• _Task to complete_
All lines at or after the one containing "smartphone and provide bounding boxes.", up to the last line of the material, must be repeated exactly, and no others.

• _Material supplied_
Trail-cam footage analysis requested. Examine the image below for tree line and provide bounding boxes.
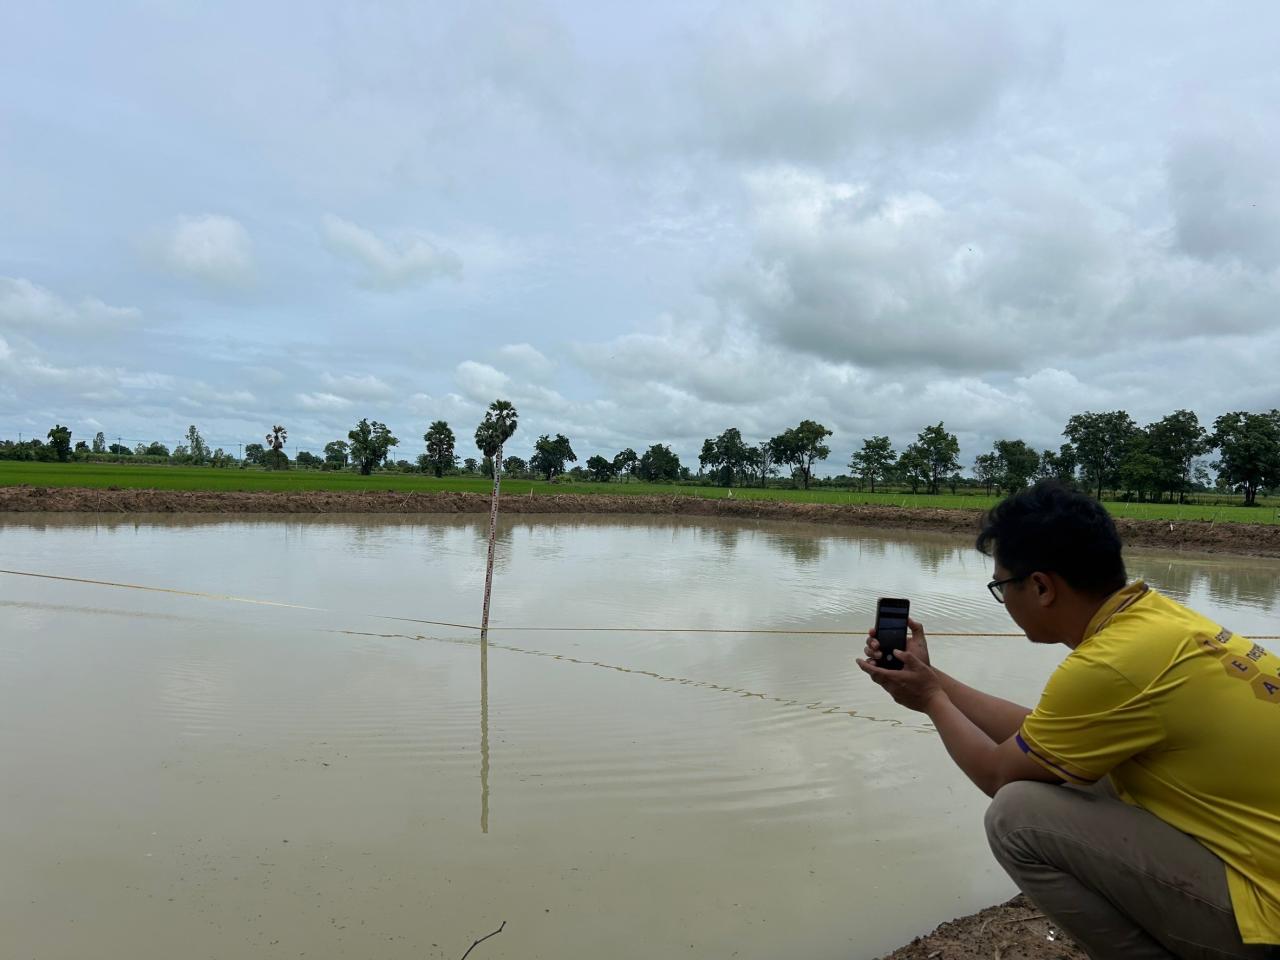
[843,409,1280,506]
[3,406,1278,504]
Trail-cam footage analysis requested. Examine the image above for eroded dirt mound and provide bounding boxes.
[877,894,1086,960]
[3,485,1279,557]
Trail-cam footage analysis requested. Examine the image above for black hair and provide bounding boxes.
[976,481,1126,597]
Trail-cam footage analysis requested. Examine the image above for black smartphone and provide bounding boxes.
[875,597,911,670]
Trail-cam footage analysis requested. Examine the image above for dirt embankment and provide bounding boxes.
[875,894,1086,960]
[4,485,1280,557]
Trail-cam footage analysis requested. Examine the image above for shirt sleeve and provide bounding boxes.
[1018,655,1165,785]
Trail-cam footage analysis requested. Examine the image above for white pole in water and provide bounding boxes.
[480,444,503,639]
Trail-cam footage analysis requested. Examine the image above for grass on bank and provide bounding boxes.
[2,460,1278,525]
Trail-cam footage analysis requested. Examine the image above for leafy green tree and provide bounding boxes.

• _Worked solution_
Trail-cam footage analysis requested. Examine the image above for black smartphone and provide bounding boxes.
[875,597,911,670]
Trail-cam footage analysis requested. Examine the image above for dirt embankment and provide bounding boxes.
[875,894,1086,960]
[4,485,1280,557]
Trail-cam footage analysis requested. Examine the image above for shirt sleeve and provide bounding boxes.
[1018,655,1165,785]
Trail-cam footage analysis requested. Examine the image above for white pole in water and provide bounding boxes.
[480,444,503,639]
Trail-cam footage analysis requested. Examine the image above for grass on bank and provide bounding boxes.
[2,460,1278,525]
Trail-cam footage analysis requested. Examine the image above for leafy green tree and provide bounding boxes.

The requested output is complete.